> _What you have to do_: In the entries below, find every line with "exact" and copy it.

> _Dataset content_:
+--

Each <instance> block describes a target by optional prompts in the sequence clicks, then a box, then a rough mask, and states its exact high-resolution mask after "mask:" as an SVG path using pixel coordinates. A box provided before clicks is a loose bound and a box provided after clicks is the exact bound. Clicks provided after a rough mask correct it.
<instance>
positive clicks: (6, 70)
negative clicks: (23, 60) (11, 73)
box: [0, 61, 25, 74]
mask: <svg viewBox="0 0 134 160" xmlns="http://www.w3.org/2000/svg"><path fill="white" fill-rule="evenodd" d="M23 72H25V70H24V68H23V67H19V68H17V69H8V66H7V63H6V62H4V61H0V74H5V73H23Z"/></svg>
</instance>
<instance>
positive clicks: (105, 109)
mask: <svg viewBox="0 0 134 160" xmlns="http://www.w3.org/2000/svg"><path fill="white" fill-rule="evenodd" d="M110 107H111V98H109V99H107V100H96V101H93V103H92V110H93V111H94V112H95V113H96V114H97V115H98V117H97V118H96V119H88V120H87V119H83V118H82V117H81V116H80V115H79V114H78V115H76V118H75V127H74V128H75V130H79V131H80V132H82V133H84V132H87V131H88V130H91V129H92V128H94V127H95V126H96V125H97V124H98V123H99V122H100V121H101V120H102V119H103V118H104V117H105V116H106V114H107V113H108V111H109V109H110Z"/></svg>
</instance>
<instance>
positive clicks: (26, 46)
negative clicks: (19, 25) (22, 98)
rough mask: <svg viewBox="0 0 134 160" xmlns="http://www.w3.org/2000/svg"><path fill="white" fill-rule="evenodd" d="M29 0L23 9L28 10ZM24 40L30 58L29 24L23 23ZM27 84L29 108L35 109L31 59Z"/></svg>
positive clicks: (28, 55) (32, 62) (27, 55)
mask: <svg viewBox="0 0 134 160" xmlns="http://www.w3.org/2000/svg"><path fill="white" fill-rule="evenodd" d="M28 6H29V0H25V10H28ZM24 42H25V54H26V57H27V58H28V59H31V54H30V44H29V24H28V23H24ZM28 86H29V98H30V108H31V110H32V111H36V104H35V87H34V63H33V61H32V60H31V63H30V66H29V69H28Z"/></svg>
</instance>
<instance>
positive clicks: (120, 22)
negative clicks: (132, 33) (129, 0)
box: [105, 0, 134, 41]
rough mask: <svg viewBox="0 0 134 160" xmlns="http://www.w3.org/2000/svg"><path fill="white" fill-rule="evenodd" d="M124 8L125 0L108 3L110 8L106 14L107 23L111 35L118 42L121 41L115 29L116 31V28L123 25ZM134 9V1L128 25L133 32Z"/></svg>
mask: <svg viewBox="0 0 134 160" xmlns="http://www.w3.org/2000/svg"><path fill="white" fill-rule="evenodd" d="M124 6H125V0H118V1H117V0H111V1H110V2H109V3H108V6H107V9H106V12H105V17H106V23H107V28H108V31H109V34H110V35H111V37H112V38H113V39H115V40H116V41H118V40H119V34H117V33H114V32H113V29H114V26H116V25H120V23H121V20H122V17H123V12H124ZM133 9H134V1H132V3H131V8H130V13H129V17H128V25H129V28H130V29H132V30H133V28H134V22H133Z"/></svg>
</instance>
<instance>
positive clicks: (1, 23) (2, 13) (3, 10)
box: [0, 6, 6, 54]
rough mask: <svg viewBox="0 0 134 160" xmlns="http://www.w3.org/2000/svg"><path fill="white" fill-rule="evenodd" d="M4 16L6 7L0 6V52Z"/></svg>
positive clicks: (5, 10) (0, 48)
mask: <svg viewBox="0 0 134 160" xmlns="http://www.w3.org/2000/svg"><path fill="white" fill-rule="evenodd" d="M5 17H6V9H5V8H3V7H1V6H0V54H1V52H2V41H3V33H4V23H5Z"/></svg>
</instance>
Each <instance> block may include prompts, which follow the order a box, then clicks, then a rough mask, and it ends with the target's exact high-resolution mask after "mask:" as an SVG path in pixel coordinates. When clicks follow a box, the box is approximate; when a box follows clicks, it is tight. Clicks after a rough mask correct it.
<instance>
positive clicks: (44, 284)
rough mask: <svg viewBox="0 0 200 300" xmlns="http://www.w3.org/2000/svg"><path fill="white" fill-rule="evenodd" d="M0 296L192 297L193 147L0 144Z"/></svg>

+--

> _Worked solution_:
Each <instance> block describes a target by optional prompts in the sequence clicks, then a box, then a rough mask, and states its exact high-resolution mask after "mask:" as an SVG path using pixel coordinates. A box provided before clicks is a loose bound and a box provided after clicks is the exact bound. Clicks provided after a rough mask correct it.
Each <instance> block may include prompts, which follow the order a box, then clicks, then a rough mask, and it ends with the target's exact high-resolution mask after "mask:" as an SVG path in pixel coordinates. When clicks follow a box, the box is approximate; when a box follows clicks, it is tight. Clicks after a rough mask correct it.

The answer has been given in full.